▶ 課題の条件
a - 明智寺の縁起から、算用数字を含む括弧書きをすべて抜き出しなさい。
b - 明智寺の縁起を、末尾の詠歌の次から書き継ぎなさい。

▶ 原文
================

第九番 明星山明智寺。御堂六間四面南向。本尊如意輪觀音 立像御長八寸三分(31㎝) 行基菩薩御作
當寺如意輪觀音は、建久二年(1191)明智禪師将來して、此處に堂を建て安置し給ふと云傳へたり。近世天正年中、横瀬氏の臣加藤何某と云勇士、厚く當寺の本尊を信じ、其領地持山と云處へ御堂を引移しけるに、 此里に疾疫大に起て民家悉く憂、飢渇に及び道路に倒るゝ者かぞへも盡すべからず。村の長、持山へ來 て曰く、是必ず本尊を當所へ移し奉りし祟成べし、早く本所へ皈し奉らんと乞ふ。住僧諾して予が心も 左の如し、明日此事を領主へ告て舊地に皈し奉らんと。其用意をなす處に、領主の使來て曰く、昨夜本 尊夢中に告て曰く、舊地は艮位(ごん北東)に當て當郡の鬼門關也、疫神彼地に鍾りて動すれば人民をなやます、吾彼地の疫病を除かんが為に跡を垂る、今此地に移るが故に舊地は悉く疫神の所有となる、早く舊地に帰すべし、若然らずんば彼地の人民遺子ある事なけんと。あらた成佛勅片時も黙止がたしと演説せしかば、 各掌を拍て感歎し、則今の道場に帰し奉れり。爰に於て民の疾病忽に瘉、餓莩蘇生して家にかえる。大旱の稻の雨を得て若然として興が如し。誠に甘露の法雨煩悩の燄を滅除すと、普門品の説疑なきものをや(観音經普門品に「甘露の法雨を澍らして、煩悩の燄を滅除す」)。抑亦當山を明星山と云事、天正の頃(16世紀)此横瀬の里に兵衛と云者ありき。其母不圖盲てけり。兵衛未だ稚かりしかば、貧家の業にせんすべなく、兵衛此寺の林に到て菓を拾い朝三暮四の糧に備つ。母は兵衛がなりゆく末を思ひ煩ひ、盲たるさへあるに心口も亂れて狂ありきぬ。或時兵衛當寺に來て例の如く菓を拾ふ處に、老僧來て汝が母の病を治せんと思ば此文を唱へよと、無垢清浄光恵日破諸闇の二句(「無垢清浄光。慧日破諸闇。能伏災風火。普明照世間」・・無垢清浄の光ありて、慧日諸々の闇を破り、よく災いの風火を伏して、普く明らかに世間を照らしたもう。観音経)を授け教へ給ひ、忽老僧の形を失す。兵衛幼稚なれども寺心厚く、憶持も亦甚つよき童にて能く此文を覺へ、 家に帰て其母に此文句一字をだに違へず教へて、母子ともに本尊の前に通夜し、通宵誦して丹心に祈る。 其夜已に黎明に内陣より、明々赫々たる星一つ飛來て其母が額を照し給へば、忽盲女が眼開け、母子驚歎して手舞足の蹈處を知らず。悦満面に溢て急ぎ己が家に帰れば、里人集り至て感歎の聲里どよむ迄かまびすしかりける。領主兵衛が孝心本尊の霊感を仰信して、山を明星山と號して末代に其霊験を示し、兵衛に賦税徭役を免じ、田畠を賜て永く孝徳を表し給ふ。誠に觀音の慧日の光何れの闍か照し給はざらん。其後眼病を憂、亦は失心狂亂せる者を此本尊に祈るに、霊験著しと云り。詠歌に曰
「廻り来て 其名を聞ば明智寺 心の月は曇らざるらん」

================

▶ 出典情報
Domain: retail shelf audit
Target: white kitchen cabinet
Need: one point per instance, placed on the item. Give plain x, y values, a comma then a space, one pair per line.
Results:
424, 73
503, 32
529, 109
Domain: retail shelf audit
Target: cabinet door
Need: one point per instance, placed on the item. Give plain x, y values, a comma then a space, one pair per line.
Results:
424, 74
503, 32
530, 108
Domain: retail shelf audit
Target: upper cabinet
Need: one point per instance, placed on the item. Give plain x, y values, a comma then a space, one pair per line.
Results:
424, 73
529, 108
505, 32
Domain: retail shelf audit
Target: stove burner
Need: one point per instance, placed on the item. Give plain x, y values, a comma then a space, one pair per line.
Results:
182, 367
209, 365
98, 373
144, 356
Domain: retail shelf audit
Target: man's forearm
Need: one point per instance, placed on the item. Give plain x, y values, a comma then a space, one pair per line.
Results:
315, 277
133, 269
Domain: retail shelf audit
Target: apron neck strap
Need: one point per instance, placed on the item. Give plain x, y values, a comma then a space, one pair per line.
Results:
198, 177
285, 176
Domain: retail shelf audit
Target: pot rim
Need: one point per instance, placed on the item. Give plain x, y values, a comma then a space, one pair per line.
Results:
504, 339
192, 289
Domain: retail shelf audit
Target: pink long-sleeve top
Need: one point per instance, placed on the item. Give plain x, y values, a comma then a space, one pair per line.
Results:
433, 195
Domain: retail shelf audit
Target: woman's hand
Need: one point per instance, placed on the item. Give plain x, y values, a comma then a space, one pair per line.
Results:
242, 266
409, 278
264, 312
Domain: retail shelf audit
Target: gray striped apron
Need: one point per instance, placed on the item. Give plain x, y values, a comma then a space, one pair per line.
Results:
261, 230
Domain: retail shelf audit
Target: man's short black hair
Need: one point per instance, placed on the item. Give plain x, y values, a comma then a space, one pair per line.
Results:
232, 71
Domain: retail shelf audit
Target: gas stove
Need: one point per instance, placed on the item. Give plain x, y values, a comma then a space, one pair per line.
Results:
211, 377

================

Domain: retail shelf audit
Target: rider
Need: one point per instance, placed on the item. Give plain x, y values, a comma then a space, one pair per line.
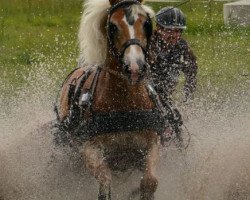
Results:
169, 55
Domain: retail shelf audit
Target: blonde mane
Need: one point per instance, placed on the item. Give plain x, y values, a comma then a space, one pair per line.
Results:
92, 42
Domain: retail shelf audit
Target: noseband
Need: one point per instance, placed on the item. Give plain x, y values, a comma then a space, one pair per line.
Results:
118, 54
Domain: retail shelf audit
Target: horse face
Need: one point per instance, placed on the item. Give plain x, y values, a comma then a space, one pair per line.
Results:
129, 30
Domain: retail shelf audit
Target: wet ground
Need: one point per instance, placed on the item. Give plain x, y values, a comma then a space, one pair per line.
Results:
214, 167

================

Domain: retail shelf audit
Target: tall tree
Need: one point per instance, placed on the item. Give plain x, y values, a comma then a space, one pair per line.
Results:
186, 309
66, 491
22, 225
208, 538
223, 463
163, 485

================

▶ 課題別の結果
a - (31㎝)、(1191)、(16世紀)

b -
此詠歌は明智の二字に観音の虚空無垢清浄の智光の慧日、大日如来の法界體性智(サトリの智慧)同一體の光明なる義を含手、一度此智光照す時、無量の煩悩妄想の闇を破りて。本有常住の月明々たりと云意なるべし。亦彼盲女が眼開け、本心になりたる意に掛て見るも通ずべし。